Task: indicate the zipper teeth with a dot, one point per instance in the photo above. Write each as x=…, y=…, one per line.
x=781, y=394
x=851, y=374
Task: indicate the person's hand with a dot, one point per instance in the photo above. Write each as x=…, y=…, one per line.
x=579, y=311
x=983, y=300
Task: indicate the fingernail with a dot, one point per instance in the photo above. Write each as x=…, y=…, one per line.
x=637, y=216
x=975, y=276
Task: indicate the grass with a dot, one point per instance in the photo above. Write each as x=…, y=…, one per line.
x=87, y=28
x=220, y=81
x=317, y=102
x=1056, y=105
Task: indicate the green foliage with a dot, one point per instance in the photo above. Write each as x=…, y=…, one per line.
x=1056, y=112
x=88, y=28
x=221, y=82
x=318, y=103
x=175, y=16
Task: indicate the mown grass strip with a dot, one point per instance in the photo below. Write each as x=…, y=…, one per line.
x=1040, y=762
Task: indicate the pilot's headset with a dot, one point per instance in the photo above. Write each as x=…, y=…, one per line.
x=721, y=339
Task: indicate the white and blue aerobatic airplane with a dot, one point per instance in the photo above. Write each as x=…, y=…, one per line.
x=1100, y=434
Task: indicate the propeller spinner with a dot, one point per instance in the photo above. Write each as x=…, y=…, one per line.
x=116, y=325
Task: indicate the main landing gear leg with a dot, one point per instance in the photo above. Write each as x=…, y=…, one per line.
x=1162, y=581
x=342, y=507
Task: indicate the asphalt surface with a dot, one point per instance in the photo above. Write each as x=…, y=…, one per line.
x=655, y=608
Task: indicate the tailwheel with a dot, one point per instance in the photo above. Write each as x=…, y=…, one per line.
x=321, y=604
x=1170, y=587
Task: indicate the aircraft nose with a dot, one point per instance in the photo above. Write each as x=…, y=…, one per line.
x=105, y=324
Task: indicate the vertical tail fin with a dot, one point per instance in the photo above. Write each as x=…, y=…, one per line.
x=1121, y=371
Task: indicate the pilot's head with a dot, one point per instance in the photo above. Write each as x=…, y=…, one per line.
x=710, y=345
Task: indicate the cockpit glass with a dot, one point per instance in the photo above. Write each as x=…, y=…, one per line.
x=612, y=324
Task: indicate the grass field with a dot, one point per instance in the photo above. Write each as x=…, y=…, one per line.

▶ What you have to do
Transcribe all of the entries without altering anything.

▶ Solution for this exercise
Task: indicate the zipper teeth with a dot, one point per instance in the photo above. Write each as x=…, y=…, one per line.
x=781, y=394
x=851, y=374
Task: indicate the person's hand with a dot, one point per instance in the photo above. Write each as x=…, y=…, one per line.
x=579, y=311
x=983, y=300
Task: indicate the fingernail with a dot, one point per instance in the photo above. Write each as x=…, y=…, one per line.
x=637, y=216
x=975, y=276
Task: indicate the grass with a dot, one point per instance in the photo above. Write each as x=…, y=…, one per line.
x=87, y=28
x=220, y=81
x=317, y=102
x=1056, y=105
Task: indicate the green foliage with a dot, one point per instance in the photo above. Write each as x=…, y=…, one per line.
x=1056, y=112
x=88, y=28
x=221, y=82
x=318, y=103
x=175, y=16
Task: indicate the mown grass strip with a dot, one point per instance in the photo below. Write each as x=…, y=…, one per line.
x=1040, y=762
Task: indicate the pilot's headset with a dot, one point per instance in the photo above. Write each as x=…, y=…, one per line.
x=721, y=339
Task: indicate the white and blue aerobatic airplane with a dot, one point per instance in the photo above. Write each as x=…, y=…, one per line.
x=1100, y=434
Task: indicate the propeller spinner with a dot, one point per instance in the photo above. Write each as x=…, y=…, one per line.
x=116, y=325
Task: indicate the main landing gear leg with a dot, one point per instance in the photo above. Write each as x=…, y=…, one per line.
x=1162, y=581
x=342, y=507
Task: indicate the asphalt surface with a dot, one point per instance in the photo above. Write each as x=…, y=…, one per line.
x=655, y=608
Task: indicate the tailwheel with a dot, one point per instance in the photo above. Write each as x=…, y=…, one per line.
x=321, y=604
x=1170, y=587
Task: indicate the aircraft nose with a dot, one point per instance in the photo above. Write each as x=…, y=…, one per line.
x=105, y=324
Task: indicate the vertical tail fin with a dot, one point per instance in the photo above. Write each as x=…, y=…, one per line.
x=1121, y=371
Task: indicate the pilot's head with a dot, one point per instance in the photo above. Write each as x=…, y=…, one per line.
x=710, y=345
Task: indicate the cockpit glass with a dot, one point per instance in the photo above. Write each as x=…, y=…, one per line.
x=612, y=324
Task: indicate the grass field with a dot, one point per instance in the photo above. Write each as x=…, y=…, one per line.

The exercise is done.